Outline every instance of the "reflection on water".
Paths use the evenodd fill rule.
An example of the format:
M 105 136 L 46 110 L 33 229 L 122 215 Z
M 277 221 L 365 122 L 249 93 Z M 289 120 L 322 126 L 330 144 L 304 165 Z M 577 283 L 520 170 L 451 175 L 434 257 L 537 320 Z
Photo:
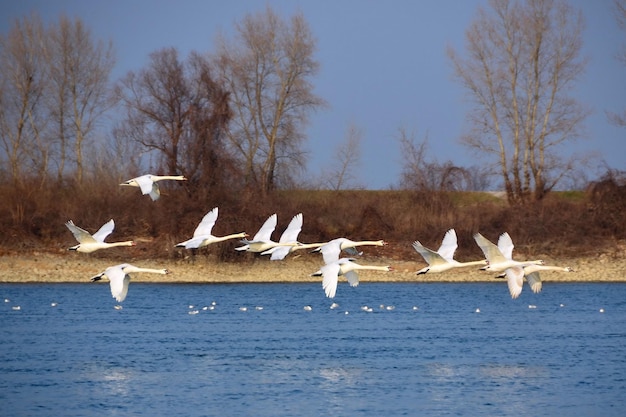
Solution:
M 129 394 L 129 386 L 132 383 L 131 372 L 125 369 L 104 369 L 102 380 L 104 381 L 102 389 L 108 391 L 111 395 Z
M 546 368 L 542 367 L 501 364 L 483 365 L 480 367 L 480 372 L 485 377 L 494 380 L 547 378 L 550 374 Z
M 354 385 L 359 380 L 361 374 L 362 372 L 357 369 L 322 368 L 319 370 L 319 375 L 324 379 L 324 385 L 332 384 L 333 389 L 336 388 L 336 384 Z

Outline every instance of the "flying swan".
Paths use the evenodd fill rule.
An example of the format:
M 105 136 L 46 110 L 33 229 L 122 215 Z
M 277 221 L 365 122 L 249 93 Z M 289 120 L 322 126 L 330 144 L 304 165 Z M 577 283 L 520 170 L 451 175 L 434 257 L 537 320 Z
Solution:
M 246 238 L 241 239 L 241 243 L 243 246 L 238 246 L 235 250 L 238 251 L 246 251 L 246 252 L 265 252 L 266 250 L 272 249 L 276 246 L 295 246 L 298 242 L 274 242 L 271 239 L 272 233 L 274 229 L 276 229 L 277 217 L 276 213 L 272 214 L 270 217 L 265 220 L 263 226 L 259 229 L 259 231 L 254 235 L 252 240 L 248 240 Z
M 345 245 L 345 246 L 344 246 Z M 391 266 L 378 265 L 361 265 L 356 263 L 354 258 L 339 258 L 342 250 L 355 250 L 355 246 L 374 245 L 383 246 L 386 243 L 382 240 L 378 241 L 352 241 L 346 238 L 333 239 L 330 242 L 320 246 L 315 251 L 322 252 L 325 265 L 318 271 L 311 274 L 312 277 L 322 277 L 322 288 L 326 293 L 326 297 L 334 298 L 337 292 L 337 283 L 340 276 L 345 276 L 351 287 L 359 285 L 358 270 L 370 271 L 393 271 Z
M 456 232 L 454 229 L 450 229 L 446 232 L 441 242 L 439 250 L 434 250 L 424 247 L 418 240 L 413 242 L 413 249 L 417 251 L 422 258 L 428 264 L 427 267 L 417 271 L 417 275 L 425 274 L 427 272 L 437 273 L 444 272 L 453 268 L 461 268 L 464 266 L 472 265 L 487 265 L 486 260 L 470 261 L 470 262 L 458 262 L 454 259 L 454 252 L 458 247 Z
M 323 277 L 322 288 L 326 293 L 326 297 L 334 298 L 337 292 L 337 283 L 339 277 L 343 275 L 348 280 L 351 287 L 359 285 L 359 270 L 370 271 L 393 271 L 391 266 L 377 266 L 377 265 L 360 265 L 355 262 L 354 258 L 341 258 L 336 261 L 327 263 L 322 266 L 318 271 L 311 274 L 312 277 Z
M 539 271 L 561 271 L 561 272 L 574 272 L 570 267 L 551 266 L 551 265 L 527 265 L 527 266 L 514 266 L 507 268 L 503 274 L 498 275 L 499 278 L 506 277 L 506 282 L 509 287 L 509 293 L 511 298 L 515 299 L 522 293 L 522 287 L 524 285 L 524 277 L 528 282 L 528 286 L 532 292 L 541 292 L 542 282 L 539 276 Z
M 109 279 L 109 285 L 111 286 L 111 295 L 118 303 L 121 303 L 126 299 L 128 294 L 128 283 L 130 282 L 130 275 L 137 272 L 147 272 L 152 274 L 169 274 L 167 269 L 151 269 L 151 268 L 138 268 L 131 264 L 119 264 L 110 266 L 103 272 L 95 275 L 91 278 L 91 282 L 100 281 L 103 277 Z M 116 308 L 120 308 L 117 306 Z
M 185 249 L 196 249 L 201 248 L 211 243 L 223 242 L 228 239 L 243 239 L 248 236 L 245 232 L 235 233 L 226 236 L 213 236 L 211 231 L 213 230 L 213 226 L 217 221 L 218 208 L 215 207 L 213 210 L 209 211 L 204 215 L 198 227 L 193 232 L 193 237 L 189 240 L 185 240 L 184 242 L 180 242 L 175 247 L 177 248 L 185 248 Z
M 182 175 L 152 175 L 146 174 L 140 177 L 131 178 L 128 181 L 124 181 L 120 185 L 127 185 L 130 187 L 139 187 L 141 189 L 141 194 L 146 195 L 149 194 L 152 201 L 156 201 L 161 196 L 161 191 L 159 191 L 159 185 L 157 181 L 163 180 L 175 180 L 175 181 L 186 181 L 187 178 Z
M 490 242 L 480 233 L 474 235 L 474 240 L 483 251 L 485 258 L 487 258 L 487 265 L 480 268 L 483 271 L 495 271 L 502 272 L 507 268 L 514 266 L 527 266 L 527 265 L 543 265 L 543 261 L 514 261 L 513 260 L 513 241 L 508 233 L 504 232 L 498 239 L 498 246 Z
M 324 259 L 324 263 L 329 264 L 339 259 L 339 255 L 341 254 L 342 250 L 348 252 L 348 254 L 352 256 L 355 256 L 355 255 L 361 255 L 361 253 L 359 253 L 355 249 L 358 246 L 385 246 L 386 244 L 387 242 L 385 242 L 384 240 L 354 241 L 354 240 L 347 239 L 345 237 L 338 237 L 336 239 L 333 239 L 321 245 L 319 243 L 313 243 L 313 244 L 303 245 L 303 246 L 320 245 L 319 247 L 312 250 L 311 252 L 321 252 L 322 258 Z
M 82 253 L 91 253 L 97 251 L 98 249 L 113 248 L 115 246 L 136 245 L 135 242 L 131 240 L 112 243 L 104 241 L 104 239 L 106 239 L 106 237 L 110 235 L 115 228 L 115 223 L 113 222 L 113 219 L 103 224 L 102 227 L 93 235 L 90 234 L 88 231 L 76 226 L 72 220 L 65 223 L 65 226 L 70 229 L 70 232 L 72 232 L 72 234 L 78 241 L 78 245 L 72 246 L 71 248 L 68 248 L 68 250 L 75 250 Z
M 298 235 L 302 231 L 302 213 L 298 213 L 289 222 L 289 225 L 285 229 L 282 235 L 280 235 L 280 239 L 278 243 L 294 243 L 298 242 Z M 298 246 L 274 246 L 266 251 L 261 252 L 261 255 L 271 255 L 270 259 L 272 261 L 281 261 L 285 259 L 285 256 L 289 255 L 290 252 L 293 252 L 295 248 Z

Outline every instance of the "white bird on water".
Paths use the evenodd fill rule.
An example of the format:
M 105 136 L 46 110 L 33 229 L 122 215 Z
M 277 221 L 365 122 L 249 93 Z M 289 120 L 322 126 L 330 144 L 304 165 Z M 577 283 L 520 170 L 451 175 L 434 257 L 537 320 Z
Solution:
M 226 236 L 213 236 L 211 231 L 217 221 L 218 208 L 215 207 L 209 211 L 200 221 L 198 227 L 193 232 L 193 237 L 189 240 L 181 242 L 176 245 L 177 248 L 196 249 L 203 246 L 210 245 L 211 243 L 223 242 L 228 239 L 243 239 L 247 236 L 245 232 L 234 233 Z
M 513 241 L 508 233 L 504 232 L 498 239 L 498 246 L 490 242 L 480 233 L 474 235 L 474 240 L 487 258 L 487 265 L 480 268 L 483 271 L 502 272 L 514 266 L 543 265 L 543 261 L 514 261 Z
M 111 286 L 111 295 L 118 303 L 121 303 L 126 299 L 128 294 L 128 283 L 130 282 L 130 275 L 132 273 L 151 273 L 151 274 L 169 274 L 167 269 L 152 269 L 152 268 L 139 268 L 131 264 L 119 264 L 110 266 L 98 275 L 91 278 L 91 282 L 100 281 L 103 277 L 109 279 L 109 285 Z M 121 308 L 121 306 L 116 306 Z
M 504 274 L 498 275 L 498 277 L 506 277 L 511 298 L 515 299 L 522 293 L 524 277 L 526 277 L 528 286 L 530 286 L 530 289 L 535 294 L 541 292 L 543 284 L 541 282 L 541 277 L 539 276 L 539 271 L 574 272 L 574 270 L 570 267 L 533 264 L 507 268 L 504 271 Z
M 116 246 L 135 246 L 135 242 L 131 240 L 112 243 L 107 243 L 104 241 L 104 239 L 106 239 L 106 237 L 109 236 L 115 228 L 115 223 L 113 222 L 113 219 L 102 225 L 102 227 L 93 235 L 86 230 L 76 226 L 72 220 L 65 223 L 65 226 L 70 229 L 70 232 L 72 232 L 72 234 L 78 241 L 78 245 L 72 246 L 71 248 L 68 248 L 68 250 L 75 250 L 82 253 L 91 253 L 97 251 L 98 249 L 107 249 Z
M 276 229 L 276 222 L 278 218 L 276 213 L 272 214 L 270 217 L 265 220 L 263 226 L 259 229 L 259 231 L 254 235 L 252 240 L 248 240 L 243 238 L 241 243 L 243 246 L 236 247 L 235 250 L 238 251 L 246 251 L 246 252 L 265 252 L 269 249 L 272 249 L 277 246 L 295 246 L 298 242 L 274 242 L 272 240 L 272 233 L 274 229 Z
M 182 175 L 146 174 L 139 177 L 131 178 L 128 181 L 124 181 L 120 185 L 139 187 L 141 189 L 141 194 L 149 194 L 150 198 L 152 198 L 152 201 L 156 201 L 161 196 L 161 191 L 159 190 L 159 185 L 157 184 L 157 182 L 163 180 L 186 181 L 187 178 Z
M 436 273 L 444 272 L 453 268 L 461 268 L 472 265 L 487 265 L 486 260 L 459 262 L 454 259 L 454 252 L 458 247 L 456 232 L 454 229 L 450 229 L 446 232 L 441 242 L 439 250 L 434 250 L 424 247 L 419 241 L 413 242 L 413 249 L 417 251 L 422 258 L 428 264 L 427 267 L 417 271 L 417 275 L 425 274 L 427 272 Z

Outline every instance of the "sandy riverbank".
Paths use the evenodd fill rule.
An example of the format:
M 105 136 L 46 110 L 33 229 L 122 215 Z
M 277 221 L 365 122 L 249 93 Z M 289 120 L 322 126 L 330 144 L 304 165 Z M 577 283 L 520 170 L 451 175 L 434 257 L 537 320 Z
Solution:
M 250 255 L 250 254 L 246 254 Z M 569 266 L 573 273 L 546 271 L 541 277 L 546 282 L 626 282 L 626 258 L 600 255 L 577 259 L 545 259 L 548 265 Z M 210 257 L 154 261 L 94 257 L 78 253 L 0 256 L 1 282 L 89 282 L 89 279 L 111 265 L 122 262 L 147 268 L 167 268 L 169 275 L 134 274 L 137 282 L 180 283 L 235 283 L 235 282 L 321 282 L 311 277 L 322 265 L 316 254 L 288 257 L 283 261 L 270 261 L 252 255 L 241 263 L 219 262 Z M 493 281 L 492 273 L 476 267 L 448 271 L 442 274 L 416 275 L 425 264 L 418 260 L 403 261 L 364 256 L 362 264 L 391 265 L 393 272 L 363 271 L 362 282 L 484 282 Z

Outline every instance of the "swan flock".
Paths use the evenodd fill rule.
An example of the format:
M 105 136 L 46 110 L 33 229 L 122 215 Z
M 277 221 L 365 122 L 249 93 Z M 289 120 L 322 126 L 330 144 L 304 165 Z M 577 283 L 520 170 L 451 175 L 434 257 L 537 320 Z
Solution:
M 182 175 L 158 176 L 146 174 L 127 180 L 120 185 L 138 187 L 143 195 L 149 195 L 153 201 L 156 201 L 161 196 L 158 182 L 163 180 L 185 181 L 186 178 Z M 273 241 L 271 238 L 278 224 L 276 214 L 270 215 L 261 225 L 258 232 L 251 239 L 248 239 L 249 235 L 243 231 L 222 236 L 214 235 L 212 231 L 218 219 L 218 213 L 218 207 L 214 207 L 207 212 L 198 223 L 192 236 L 177 243 L 174 247 L 195 251 L 212 244 L 238 239 L 241 246 L 235 247 L 236 251 L 251 252 L 261 257 L 269 255 L 270 261 L 282 261 L 296 251 L 319 253 L 321 254 L 323 264 L 310 275 L 321 277 L 324 294 L 331 299 L 336 296 L 339 277 L 344 277 L 349 286 L 356 287 L 359 284 L 359 272 L 377 271 L 384 273 L 394 270 L 390 265 L 357 262 L 357 257 L 363 255 L 363 252 L 359 252 L 357 248 L 366 246 L 383 247 L 387 245 L 384 240 L 351 240 L 345 237 L 338 237 L 327 242 L 300 242 L 298 236 L 303 227 L 302 213 L 293 216 L 278 241 Z M 76 226 L 72 220 L 67 221 L 65 225 L 78 241 L 77 245 L 69 248 L 72 251 L 92 253 L 101 249 L 136 246 L 133 240 L 105 242 L 105 239 L 115 228 L 113 219 L 102 225 L 93 234 Z M 474 235 L 474 240 L 484 257 L 467 262 L 460 262 L 454 259 L 454 253 L 458 248 L 457 235 L 454 229 L 449 229 L 444 234 L 441 245 L 436 251 L 425 247 L 420 241 L 416 240 L 412 246 L 426 263 L 426 266 L 418 270 L 416 274 L 436 274 L 453 269 L 480 266 L 480 270 L 497 272 L 500 274 L 496 275 L 496 277 L 506 278 L 509 293 L 515 299 L 522 292 L 524 280 L 527 281 L 532 292 L 538 293 L 541 291 L 542 281 L 539 273 L 542 271 L 573 272 L 569 267 L 544 265 L 544 262 L 541 260 L 513 260 L 514 245 L 511 237 L 506 232 L 499 236 L 497 245 L 480 233 Z M 348 256 L 342 256 L 343 252 Z M 137 273 L 165 275 L 169 274 L 170 271 L 165 268 L 136 267 L 128 263 L 122 263 L 106 268 L 104 271 L 94 275 L 91 281 L 95 282 L 102 278 L 107 278 L 113 298 L 118 303 L 121 303 L 128 294 L 131 274 Z M 120 305 L 115 307 L 121 309 Z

* [What the exercise asks]: Copy each line holding "water" from the material above.

* [Output of the exercise]:
Outline every instance of the "reflection on water".
Outline every instance of the "white bird on water".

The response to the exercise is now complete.